*LIST OF TASKS*.
(A) In the forum post on TnI transformations, what is the practice called in which the operator appears to the right of the operand?
(B) Set down everything in the forum post on TnI transformations from "Re: [tuning-math] Digest" down to "THEN > tranpose?".
(C) Resume the forum post on TnI transformations, picking up right after its final sentence.

*SELECTED EXTRACT*.
## start

Re: [tuning-math] Digest Number 1567

[Paul Hj]:
> In the case of inverse complementation, it is sets that map into > themselves through TnI (transpose + mirror inversion). One thing I am > not settled on, is should it be transpose THEN inverse or inverse THEN > tranpose?

The usual practice is to perform the transforms from inside outwards, so T_3I, for example, is T_3 of the inversion (that is, the inversion around pitch-class 0). This is called "left orthography", where the operator appears to the right of the operand. TnI is then often written simply I_n, which means the inversion such that corresponding pitch-classes sum to n (i.e. one of the axes of symmetry is n/2). If you check it, you'll find that I_n accomplishes the same as TnI. So the 2n transformations in the dihedral group on a universe of n elements can be labelled T0, T1, T2... Tn-1 and I0, I1, I2... In-1.

## end

*EXCERPTED DATA*.
## start

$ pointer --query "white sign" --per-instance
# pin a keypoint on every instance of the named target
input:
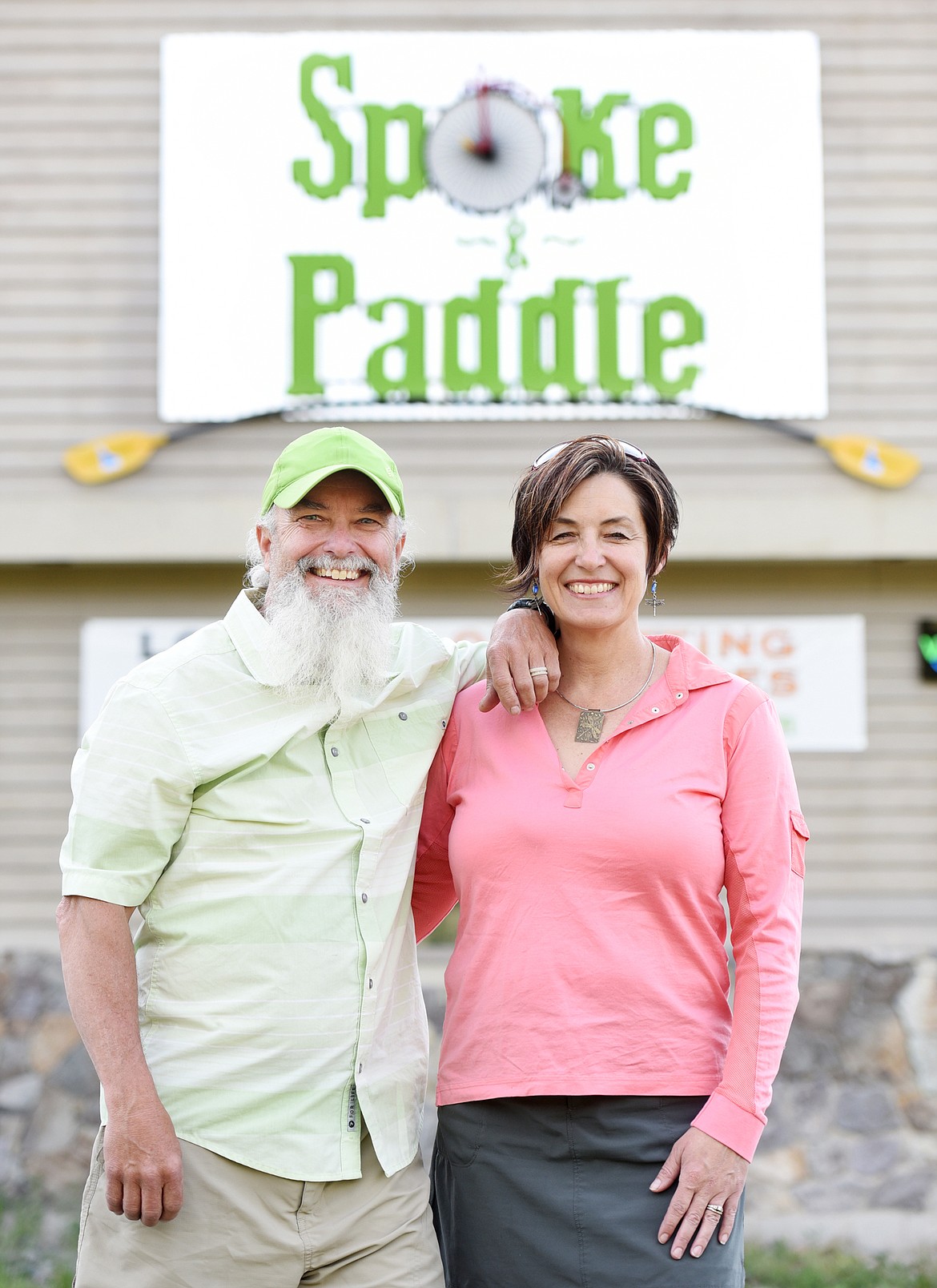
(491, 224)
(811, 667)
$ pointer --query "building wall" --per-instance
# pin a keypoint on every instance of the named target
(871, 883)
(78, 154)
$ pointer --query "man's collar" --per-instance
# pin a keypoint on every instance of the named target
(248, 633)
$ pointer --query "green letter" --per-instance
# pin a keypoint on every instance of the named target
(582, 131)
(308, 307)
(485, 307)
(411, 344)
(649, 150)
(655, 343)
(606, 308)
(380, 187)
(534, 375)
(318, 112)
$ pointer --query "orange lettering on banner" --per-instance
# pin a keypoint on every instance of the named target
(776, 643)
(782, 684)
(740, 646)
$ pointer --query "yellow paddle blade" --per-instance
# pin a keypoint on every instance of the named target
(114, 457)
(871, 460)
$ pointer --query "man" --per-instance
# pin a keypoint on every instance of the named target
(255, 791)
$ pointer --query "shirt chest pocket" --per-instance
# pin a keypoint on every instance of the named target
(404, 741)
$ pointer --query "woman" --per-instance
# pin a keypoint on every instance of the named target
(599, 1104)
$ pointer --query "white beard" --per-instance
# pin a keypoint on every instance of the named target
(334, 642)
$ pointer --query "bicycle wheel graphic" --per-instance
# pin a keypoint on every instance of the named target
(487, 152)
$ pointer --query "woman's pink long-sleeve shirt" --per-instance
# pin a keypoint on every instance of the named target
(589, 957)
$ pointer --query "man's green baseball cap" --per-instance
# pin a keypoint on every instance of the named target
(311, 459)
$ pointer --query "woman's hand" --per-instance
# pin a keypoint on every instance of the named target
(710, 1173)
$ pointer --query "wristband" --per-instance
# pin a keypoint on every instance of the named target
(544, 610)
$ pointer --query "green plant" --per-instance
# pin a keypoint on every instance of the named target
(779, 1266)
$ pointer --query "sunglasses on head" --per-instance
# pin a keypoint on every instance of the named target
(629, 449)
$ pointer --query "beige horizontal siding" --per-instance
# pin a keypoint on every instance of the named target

## end

*ANSWERS TO THE PROBLEMS*.
(A) Left orthography.

(B)
Re: [tuning-math] Digest Number 1567

[Paul Hj]:
> In the case of inverse complementation, it is sets that map into > themselves through TnI (transpose + mirror inversion). One thing I am > not settled on, is should it be transpose THEN inverse or inverse THEN > tranpose?

(C)
Best --Jon

--- In tuning-math@yahoogroups.com, Jon Wild <wild@...> wrote:
>
>
> [Paul Hj]:
> > In the case of inverse complementation, it is sets that map into
> > themselves through TnI (transpose + mirror inversion). One thing
I am
> > not settled on, is should it be transpose THEN inverse or inverse
THEN
> > tranpose?
>
> The usual practice is to perform the transforms from inside
outwards, so
> T_3I, for example, is T_3 of the inversion (that is, the inversion
around
> pitch-class 0). This is called "left orthography", where the
operator
> appears to the right of the operand. TnI is then often written
simply I_n,
> which means the inversion such that corresponding pitch-classes sum
to n
> (i.e. one of the axes of symmetry is n/2). If you check it, you'll
find
> that I_n accomplishes the same as TnI. So the 2n transformations in
the
> dihedral group on a universe of n elements can be labelled T0, T1,
T2...
> Tn-1 and I0, I1, I2... In-1.
>
> Best --Jon
>
Thanks for the clarification. So sometimes an axis of symmetry is
a non-integer value? (11/2 for example)?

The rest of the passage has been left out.